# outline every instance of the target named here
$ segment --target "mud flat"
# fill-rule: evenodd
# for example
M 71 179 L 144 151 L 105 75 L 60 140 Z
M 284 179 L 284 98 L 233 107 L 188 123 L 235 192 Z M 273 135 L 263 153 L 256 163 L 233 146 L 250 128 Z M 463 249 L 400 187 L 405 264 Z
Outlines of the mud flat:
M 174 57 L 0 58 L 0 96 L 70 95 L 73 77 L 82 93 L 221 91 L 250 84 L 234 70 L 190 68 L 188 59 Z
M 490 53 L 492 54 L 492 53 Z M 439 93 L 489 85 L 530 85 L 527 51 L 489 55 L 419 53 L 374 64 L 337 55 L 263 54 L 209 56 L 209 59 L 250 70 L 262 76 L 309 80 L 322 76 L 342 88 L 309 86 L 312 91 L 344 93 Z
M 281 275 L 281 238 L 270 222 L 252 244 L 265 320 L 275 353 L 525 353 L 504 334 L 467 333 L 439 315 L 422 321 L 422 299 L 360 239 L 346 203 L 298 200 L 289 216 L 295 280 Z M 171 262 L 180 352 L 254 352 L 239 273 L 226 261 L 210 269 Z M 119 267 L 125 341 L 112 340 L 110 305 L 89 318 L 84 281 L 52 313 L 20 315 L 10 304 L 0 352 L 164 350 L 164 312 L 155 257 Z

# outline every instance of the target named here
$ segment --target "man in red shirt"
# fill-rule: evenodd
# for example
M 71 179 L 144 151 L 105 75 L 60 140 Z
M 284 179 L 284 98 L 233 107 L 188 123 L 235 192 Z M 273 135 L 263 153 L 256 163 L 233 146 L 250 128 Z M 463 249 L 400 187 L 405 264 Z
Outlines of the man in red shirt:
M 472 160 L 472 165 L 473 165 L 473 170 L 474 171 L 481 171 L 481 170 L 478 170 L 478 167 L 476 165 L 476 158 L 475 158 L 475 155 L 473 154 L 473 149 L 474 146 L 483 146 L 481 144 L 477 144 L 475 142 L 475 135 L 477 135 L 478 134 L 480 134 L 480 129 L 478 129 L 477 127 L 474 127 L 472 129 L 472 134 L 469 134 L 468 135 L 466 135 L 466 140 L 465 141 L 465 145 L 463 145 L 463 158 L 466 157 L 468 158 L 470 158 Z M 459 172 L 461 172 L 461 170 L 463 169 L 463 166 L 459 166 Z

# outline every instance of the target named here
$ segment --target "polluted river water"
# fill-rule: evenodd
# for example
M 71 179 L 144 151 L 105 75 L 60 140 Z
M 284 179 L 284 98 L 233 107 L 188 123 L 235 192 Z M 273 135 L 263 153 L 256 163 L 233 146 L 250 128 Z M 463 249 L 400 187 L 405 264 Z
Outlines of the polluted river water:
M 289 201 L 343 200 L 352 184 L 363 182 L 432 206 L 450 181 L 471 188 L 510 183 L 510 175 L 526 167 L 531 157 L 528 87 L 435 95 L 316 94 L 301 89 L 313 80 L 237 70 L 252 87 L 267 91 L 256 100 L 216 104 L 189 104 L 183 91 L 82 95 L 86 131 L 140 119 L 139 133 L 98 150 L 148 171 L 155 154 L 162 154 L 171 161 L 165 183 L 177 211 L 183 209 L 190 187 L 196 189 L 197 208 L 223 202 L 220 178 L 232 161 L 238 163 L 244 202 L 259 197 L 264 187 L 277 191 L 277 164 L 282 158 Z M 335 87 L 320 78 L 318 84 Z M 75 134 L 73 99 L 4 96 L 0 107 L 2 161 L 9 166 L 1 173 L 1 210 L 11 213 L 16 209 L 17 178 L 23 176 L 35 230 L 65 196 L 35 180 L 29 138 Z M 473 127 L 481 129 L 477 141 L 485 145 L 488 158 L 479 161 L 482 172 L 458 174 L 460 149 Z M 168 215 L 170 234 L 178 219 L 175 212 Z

GIVEN TASK:
Update everything from the start of the material down to and including the line containing "M 174 57 L 0", changing "mud flat" to "tidal flat" and keeping all else the same.

THE SOLUTION:
# outline every instance of the target named here
$ segment --target "tidal flat"
# fill-rule: evenodd
# for example
M 71 179 L 144 151 L 105 75 L 60 140 Z
M 284 179 L 284 98 L 233 107 L 188 123 L 235 192 Z M 273 135 L 263 153 L 256 163 L 233 146 L 250 128 Z M 463 249 L 400 187 L 405 264 Z
Outlines of the tidal flat:
M 174 57 L 0 58 L 0 96 L 70 95 L 73 77 L 82 93 L 221 91 L 250 84 L 234 70 L 190 68 L 188 59 Z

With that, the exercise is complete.